What needs to be done | Pull out each line of the data below that contains the string "sneaker". The match is case-sensitive.

--- begin The records ---

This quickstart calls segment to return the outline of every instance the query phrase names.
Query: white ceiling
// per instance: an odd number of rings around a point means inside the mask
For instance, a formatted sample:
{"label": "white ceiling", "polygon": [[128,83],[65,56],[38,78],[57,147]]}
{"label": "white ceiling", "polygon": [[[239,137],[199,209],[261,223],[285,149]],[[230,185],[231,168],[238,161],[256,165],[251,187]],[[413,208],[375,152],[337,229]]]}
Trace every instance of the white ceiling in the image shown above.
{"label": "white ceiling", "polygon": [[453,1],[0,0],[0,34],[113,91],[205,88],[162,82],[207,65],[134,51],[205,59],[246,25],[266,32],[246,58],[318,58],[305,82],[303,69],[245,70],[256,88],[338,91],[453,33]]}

--- end The records ---
--- begin The records ---

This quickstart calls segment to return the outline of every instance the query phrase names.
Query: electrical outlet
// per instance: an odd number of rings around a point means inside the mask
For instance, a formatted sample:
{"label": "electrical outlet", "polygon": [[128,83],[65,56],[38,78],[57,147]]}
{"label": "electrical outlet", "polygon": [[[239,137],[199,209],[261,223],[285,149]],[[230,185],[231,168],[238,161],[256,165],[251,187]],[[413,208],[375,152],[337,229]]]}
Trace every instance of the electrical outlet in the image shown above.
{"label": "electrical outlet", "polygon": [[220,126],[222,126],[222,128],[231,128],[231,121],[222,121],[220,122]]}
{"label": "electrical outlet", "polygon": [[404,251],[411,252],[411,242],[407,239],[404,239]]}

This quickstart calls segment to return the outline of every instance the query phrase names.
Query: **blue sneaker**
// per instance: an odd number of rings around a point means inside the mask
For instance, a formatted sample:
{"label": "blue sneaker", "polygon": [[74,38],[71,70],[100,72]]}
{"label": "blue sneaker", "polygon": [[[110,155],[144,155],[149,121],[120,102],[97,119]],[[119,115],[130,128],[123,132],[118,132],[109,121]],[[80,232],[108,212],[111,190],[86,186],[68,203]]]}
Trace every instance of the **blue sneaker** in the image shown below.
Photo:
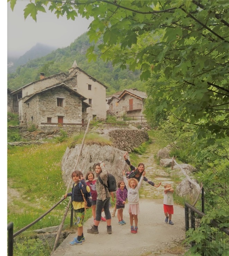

--- end The records ---
--- begin The records ---

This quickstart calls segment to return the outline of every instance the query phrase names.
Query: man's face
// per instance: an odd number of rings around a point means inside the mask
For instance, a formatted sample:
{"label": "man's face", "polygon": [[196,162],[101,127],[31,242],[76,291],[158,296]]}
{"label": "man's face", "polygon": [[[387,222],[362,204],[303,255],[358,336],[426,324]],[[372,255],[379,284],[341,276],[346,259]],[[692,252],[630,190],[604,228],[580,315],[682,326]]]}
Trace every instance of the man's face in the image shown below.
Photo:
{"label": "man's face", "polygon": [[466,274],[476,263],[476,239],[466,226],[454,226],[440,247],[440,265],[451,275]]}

--- end The records ---

Task solution |
Query: **blue sneaker**
{"label": "blue sneaker", "polygon": [[74,38],[71,70],[100,72]]}
{"label": "blue sneaker", "polygon": [[[110,155],[144,155],[149,121],[120,102],[97,119]],[[119,115],[130,128],[123,132],[118,132],[109,121]],[[80,232],[108,212],[111,190],[86,186],[68,203]]]}
Trace every instance of the **blue sneaker** in the image shown below.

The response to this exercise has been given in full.